## Stated problem
Copy the records below exactly, leaving out every picture.

• • • • • • •

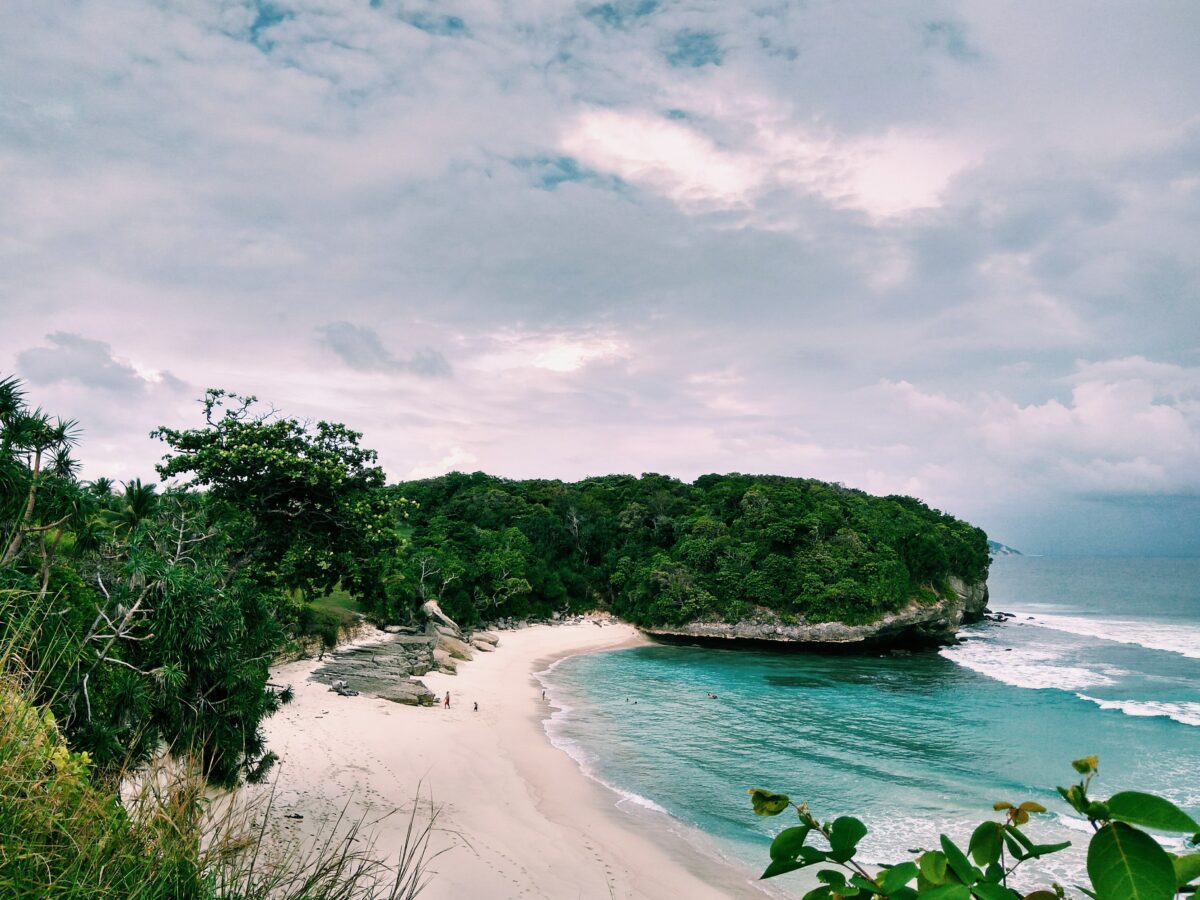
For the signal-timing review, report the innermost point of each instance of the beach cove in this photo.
(517, 819)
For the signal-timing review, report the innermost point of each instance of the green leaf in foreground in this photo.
(987, 843)
(1127, 864)
(846, 832)
(1150, 811)
(933, 867)
(958, 862)
(1187, 869)
(766, 803)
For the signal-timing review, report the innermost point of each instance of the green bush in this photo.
(1123, 861)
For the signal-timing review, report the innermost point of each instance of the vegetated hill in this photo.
(658, 551)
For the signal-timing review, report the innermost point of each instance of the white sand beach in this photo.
(519, 819)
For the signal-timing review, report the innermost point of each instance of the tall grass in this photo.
(159, 833)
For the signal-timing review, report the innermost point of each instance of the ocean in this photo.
(1102, 657)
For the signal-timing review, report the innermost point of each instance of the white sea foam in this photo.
(1026, 666)
(1169, 637)
(1185, 712)
(583, 759)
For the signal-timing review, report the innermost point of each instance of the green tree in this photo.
(304, 505)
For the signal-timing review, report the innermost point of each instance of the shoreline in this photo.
(519, 815)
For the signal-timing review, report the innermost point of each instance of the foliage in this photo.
(159, 612)
(63, 834)
(658, 551)
(1123, 861)
(303, 505)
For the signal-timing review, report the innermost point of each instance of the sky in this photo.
(939, 249)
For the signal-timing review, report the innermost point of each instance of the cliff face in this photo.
(917, 624)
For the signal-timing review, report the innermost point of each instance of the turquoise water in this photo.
(1103, 658)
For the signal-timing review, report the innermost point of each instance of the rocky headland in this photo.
(915, 625)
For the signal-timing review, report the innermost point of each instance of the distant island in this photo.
(744, 558)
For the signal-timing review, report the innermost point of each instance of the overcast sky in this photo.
(948, 250)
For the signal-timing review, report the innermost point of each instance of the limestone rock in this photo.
(444, 663)
(411, 693)
(456, 648)
(915, 624)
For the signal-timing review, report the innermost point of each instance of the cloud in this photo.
(929, 246)
(360, 348)
(694, 49)
(887, 174)
(72, 358)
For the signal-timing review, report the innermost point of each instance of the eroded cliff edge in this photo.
(915, 625)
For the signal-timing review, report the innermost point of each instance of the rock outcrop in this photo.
(917, 624)
(382, 670)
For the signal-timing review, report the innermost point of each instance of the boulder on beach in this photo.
(455, 647)
(411, 693)
(444, 663)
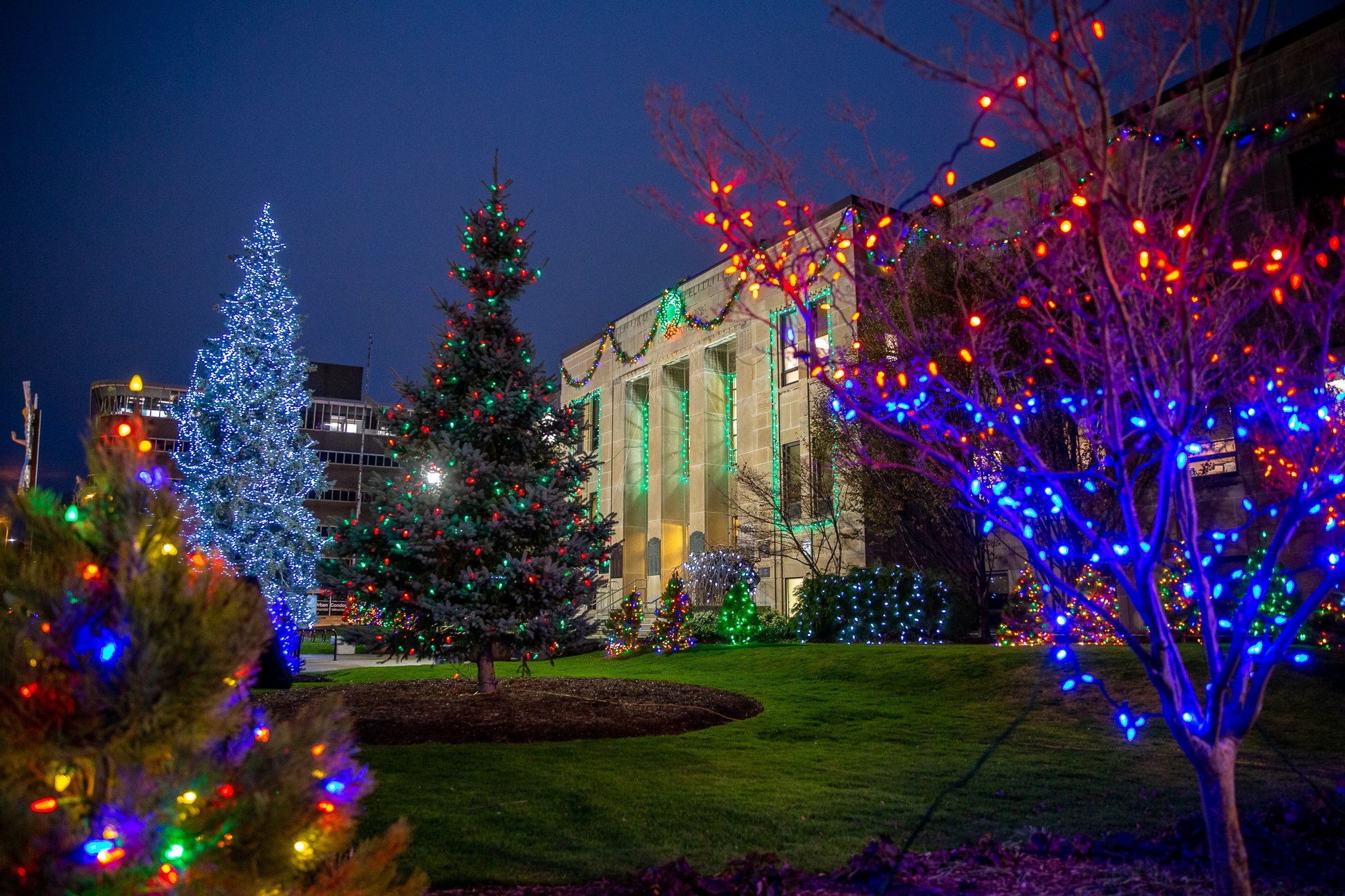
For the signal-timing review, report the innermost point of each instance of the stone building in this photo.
(682, 398)
(680, 414)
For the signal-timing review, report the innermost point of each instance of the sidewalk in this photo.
(322, 664)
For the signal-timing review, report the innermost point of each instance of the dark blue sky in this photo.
(141, 141)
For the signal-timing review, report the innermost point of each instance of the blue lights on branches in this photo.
(246, 465)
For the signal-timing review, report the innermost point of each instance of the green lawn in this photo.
(854, 742)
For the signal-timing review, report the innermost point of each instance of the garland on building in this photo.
(623, 626)
(739, 622)
(1032, 618)
(671, 624)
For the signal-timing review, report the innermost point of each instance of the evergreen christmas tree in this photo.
(481, 543)
(1032, 618)
(131, 761)
(739, 620)
(1174, 591)
(671, 628)
(623, 628)
(246, 467)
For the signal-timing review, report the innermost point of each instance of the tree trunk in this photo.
(486, 670)
(1219, 805)
(984, 612)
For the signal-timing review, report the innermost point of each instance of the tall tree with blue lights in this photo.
(481, 543)
(246, 467)
(131, 757)
(1139, 291)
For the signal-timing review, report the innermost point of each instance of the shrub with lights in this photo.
(479, 542)
(712, 572)
(623, 625)
(131, 761)
(671, 626)
(876, 605)
(246, 464)
(738, 621)
(1095, 339)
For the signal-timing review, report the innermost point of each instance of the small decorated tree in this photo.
(481, 544)
(131, 759)
(1032, 618)
(1174, 593)
(739, 620)
(671, 626)
(623, 628)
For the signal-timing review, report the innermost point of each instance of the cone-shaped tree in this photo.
(246, 467)
(739, 620)
(671, 628)
(481, 542)
(131, 761)
(623, 626)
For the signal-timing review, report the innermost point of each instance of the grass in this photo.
(310, 648)
(854, 742)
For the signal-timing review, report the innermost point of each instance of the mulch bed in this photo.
(522, 710)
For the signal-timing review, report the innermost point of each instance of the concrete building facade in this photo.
(677, 414)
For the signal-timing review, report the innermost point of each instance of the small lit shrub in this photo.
(623, 628)
(880, 605)
(670, 622)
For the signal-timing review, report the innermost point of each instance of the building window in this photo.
(791, 333)
(350, 496)
(338, 417)
(821, 486)
(791, 481)
(1218, 446)
(351, 458)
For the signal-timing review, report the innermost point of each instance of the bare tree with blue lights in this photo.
(1138, 291)
(246, 467)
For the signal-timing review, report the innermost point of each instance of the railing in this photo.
(609, 598)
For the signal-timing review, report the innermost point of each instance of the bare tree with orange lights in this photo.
(1136, 289)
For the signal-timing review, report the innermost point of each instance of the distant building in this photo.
(347, 430)
(677, 414)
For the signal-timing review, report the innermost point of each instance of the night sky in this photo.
(142, 140)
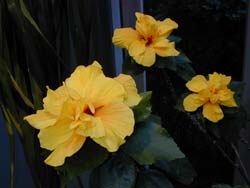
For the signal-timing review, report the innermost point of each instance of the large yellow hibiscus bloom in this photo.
(148, 39)
(88, 104)
(210, 94)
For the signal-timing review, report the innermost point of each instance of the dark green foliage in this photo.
(152, 179)
(150, 143)
(90, 156)
(212, 33)
(41, 42)
(117, 172)
(180, 170)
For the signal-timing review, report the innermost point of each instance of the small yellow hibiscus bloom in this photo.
(88, 104)
(210, 94)
(148, 39)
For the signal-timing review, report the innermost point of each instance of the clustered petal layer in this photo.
(147, 39)
(88, 104)
(210, 94)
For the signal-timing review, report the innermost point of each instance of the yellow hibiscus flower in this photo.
(148, 39)
(210, 94)
(88, 104)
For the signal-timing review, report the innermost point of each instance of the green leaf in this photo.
(152, 179)
(150, 143)
(180, 169)
(118, 172)
(29, 17)
(143, 109)
(11, 136)
(130, 67)
(90, 156)
(230, 126)
(179, 64)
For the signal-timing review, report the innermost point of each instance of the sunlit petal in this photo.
(41, 119)
(146, 59)
(124, 37)
(118, 120)
(66, 149)
(197, 84)
(137, 48)
(166, 27)
(52, 136)
(192, 102)
(212, 112)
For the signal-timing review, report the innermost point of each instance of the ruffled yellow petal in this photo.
(166, 27)
(118, 121)
(192, 102)
(226, 98)
(104, 90)
(147, 59)
(124, 37)
(52, 136)
(197, 84)
(136, 48)
(66, 149)
(132, 97)
(41, 119)
(165, 48)
(212, 112)
(219, 81)
(92, 127)
(145, 25)
(54, 100)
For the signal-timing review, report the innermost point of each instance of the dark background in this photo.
(213, 37)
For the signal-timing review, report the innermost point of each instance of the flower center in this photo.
(149, 40)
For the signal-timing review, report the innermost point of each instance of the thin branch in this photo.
(242, 168)
(79, 182)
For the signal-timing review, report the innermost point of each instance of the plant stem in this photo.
(169, 84)
(242, 168)
(79, 182)
(11, 135)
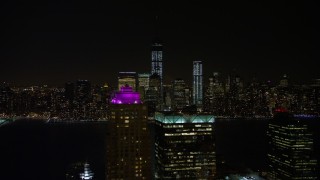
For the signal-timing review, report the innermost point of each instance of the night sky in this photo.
(53, 42)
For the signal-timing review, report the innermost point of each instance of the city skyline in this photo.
(57, 42)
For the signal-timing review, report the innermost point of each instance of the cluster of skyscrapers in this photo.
(183, 117)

• • • • • • •

## Exercise answer
For the signal-timing review, report the innermost point of each instance of the beach cove in this photo.
(517, 819)
For the signal-timing review, report the innermost point of each instance of the green leaf in foreground in this photo.
(987, 843)
(1127, 864)
(846, 832)
(1150, 811)
(933, 867)
(958, 862)
(1187, 869)
(766, 803)
For the signal-timing review, report the innermost point of each instance of the green bush in this photo.
(1123, 861)
For the signal-timing review, report the innermost point of each instance of the vegetated hill in this photo.
(658, 551)
For the signal-timing review, report the innermost point of each instance of the white sand beach in this photo.
(519, 819)
For the signal-timing review, report the innermost point of each instance of the tall grass in this photo.
(159, 833)
For the signal-timing review, report the innermost point of each instance of the ocean in this photo.
(1102, 657)
For the signal-timing review, report the innermost point of each instance of the white sea foam in this photo.
(1026, 666)
(1169, 637)
(1185, 712)
(583, 759)
For the signal-timing review, report the innermost point of each instance of the green tree in this photo.
(304, 505)
For the signal-timing review, report the innermost point of each instance of the shoreline in this photo.
(519, 815)
For the signal-timing review, report the innermost point of each instance of the foliage in this photo.
(159, 612)
(63, 834)
(658, 551)
(1123, 861)
(303, 505)
For the signal-timing review, report the innermost point of each instance of the sky in this photo.
(939, 249)
For the signal-timing review, report the innermost point of each instance of the cliff face in this photo.
(917, 624)
For the signal-timing review, report the innermost point of each instance of the turquoise water in this photo.
(1103, 658)
For the signal-timing review, report the innermost point of each instance of the rocky headland in this photo.
(915, 625)
For the signal-timing review, report the innermost point of each instance of the distant island in this photo.
(744, 558)
For the signal-timing review, report the innermost point of each instance of the overcast sky in this photo.
(948, 250)
For the signal-timing review, report the innermost point of each instance of the limestone rock in this photo.
(444, 663)
(411, 693)
(456, 648)
(915, 624)
For the signal-timing review, report the innermost point of each instance of the cloud in this photo.
(929, 246)
(360, 348)
(694, 49)
(887, 174)
(72, 358)
For the signal-timing review, report the innermost point of each instance of the eroded cliff edge in this photo.
(915, 625)
For the signal-timing review, report the innermost point of each instance of the rock outcrop in this photo.
(917, 624)
(382, 670)
For the signal-timing review, report the innermost point of each instance of the boulder on beach in this photo.
(455, 647)
(411, 693)
(444, 663)
For the signal-timing review, report the innermost point of each instance of the stone building in this photo.
(682, 398)
(680, 414)
For the signal-timing review, report the innermost point of each instance of the sidewalk in this photo.
(322, 664)
For the signal-timing review, report the innermost point of each instance of the dark blue sky in this photo.
(141, 141)
For the signal-timing review, report the innermost point of each instance of the blue lights on branches in this photo.
(246, 465)
For the signal-timing review, report the innermost point of each instance of the green lawn in this photo.
(854, 742)
For the signal-timing review, report the innermost point of each instance of the garland on building in this photo.
(623, 626)
(739, 622)
(1032, 618)
(671, 624)
For the signal-timing review, report the innermost point of each instance of the evergreen christmas tree in this photo.
(481, 543)
(1032, 618)
(131, 761)
(739, 620)
(1174, 591)
(671, 628)
(623, 628)
(246, 467)
For the signal-timing review, report the innermost point of each instance of the tree trunk in this photo.
(486, 670)
(1219, 805)
(984, 612)
For the signal-timing review, report the innermost point of each instance of the tall tree with blue lights in this photo.
(481, 543)
(246, 467)
(131, 757)
(1139, 291)
For the signal-timing review, report the innermost point of each instance of the shrub with lights in this photo.
(479, 542)
(712, 572)
(623, 625)
(131, 761)
(671, 626)
(876, 605)
(246, 464)
(738, 621)
(1095, 339)
For the signal-timing review, report the innermost point of each instance of the small decorated tree in this photo.
(481, 544)
(131, 759)
(1032, 618)
(1174, 593)
(739, 620)
(671, 626)
(623, 628)
For the signal-timing review, report the innermost point of each instance of the cone-shaped tree in this photo.
(246, 467)
(739, 620)
(671, 628)
(481, 542)
(131, 761)
(623, 626)
For the signal-timing review, report the innermost point of each instance of the grass in this photo.
(310, 648)
(854, 742)
For the signal-timing review, report the innermost point of each instance of the mulch bed in this photo.
(522, 710)
For the signal-timing review, report the innermost point of each instance of the concrete building facade in this photo.
(677, 414)
For the signal-timing review, report the innermost point of each instance of the small lit shrub in this photo.
(623, 628)
(880, 605)
(670, 622)
For the signal-timing review, report the innermost point of each instance of the building window in this photo.
(791, 333)
(350, 496)
(338, 417)
(821, 486)
(791, 481)
(1218, 446)
(351, 458)
For the signal-timing review, report the innermost point of each instance of the bare tree with blue lights in this photo.
(1138, 291)
(246, 467)
For the signal-timing review, report the innermost point of each instance of the railing in this photo.
(609, 598)
For the signal-timing review, report the innermost point of each instance of the bare tree with orange lights in this photo.
(1136, 289)
For the signal-timing review, report the innermost point of each instance of the distant building in this photo.
(347, 430)
(677, 414)
For the signal-timing review, report the innermost point of each instance of the night sky in this photo.
(142, 140)
For the signal-timing review, report the innermost point of each instance of the large yellow hibiscus bloom in this photo.
(148, 39)
(88, 104)
(210, 94)
For the signal-timing review, report the innermost point of each instance of the dark green foliage in this photo.
(152, 179)
(150, 143)
(90, 156)
(212, 33)
(41, 42)
(117, 172)
(180, 170)
For the signal-timing review, report the innermost point of each instance of the small yellow hibiscus bloom in this photo.
(88, 104)
(210, 94)
(148, 39)
For the signal-timing review, report the innermost point of each instance of the clustered petal layer in this photo.
(147, 39)
(88, 104)
(210, 94)
For the signal-timing review, report the innermost point of each instance of the yellow hibiscus flower in this photo.
(148, 39)
(210, 94)
(88, 104)
For the signal-timing review, report the innermost point of each instance of the green leaf in this photo.
(152, 179)
(150, 143)
(180, 169)
(118, 172)
(29, 17)
(143, 109)
(11, 136)
(130, 67)
(90, 156)
(230, 126)
(179, 64)
For the signal-timing review, report the innermost point of each instance of the sunlit petal in this photo.
(41, 119)
(146, 59)
(124, 37)
(118, 120)
(66, 149)
(197, 84)
(137, 48)
(166, 27)
(52, 136)
(192, 102)
(212, 112)
For the signal-timing review, report the innermost point of each instance of the ruffled yellow petal in this photo.
(166, 27)
(118, 121)
(192, 102)
(226, 98)
(104, 90)
(147, 59)
(124, 37)
(52, 136)
(197, 84)
(136, 48)
(66, 149)
(132, 97)
(41, 119)
(165, 48)
(212, 112)
(219, 81)
(92, 127)
(145, 25)
(54, 100)
For the signal-timing review, report the innermost point of each instance of the dark background in this photo.
(213, 37)
For the signal-timing review, report the innermost point of each instance of the flower center in this photo.
(149, 40)
For the signal-timing review, report the innermost point of each instance of the thin branch in this photo.
(242, 168)
(79, 182)
For the signal-timing review, report the innermost point of each instance of the plant stem in this photo.
(169, 84)
(242, 168)
(79, 182)
(11, 135)
For the signal-timing review, report the innermost point of each instance of the night sky in this photo.
(53, 42)
For the signal-timing review, report the innermost point of each instance of the city skyline in this photo.
(57, 42)
For the signal-timing review, report the innermost point of each instance of the cluster of skyscrapers in this photo.
(183, 117)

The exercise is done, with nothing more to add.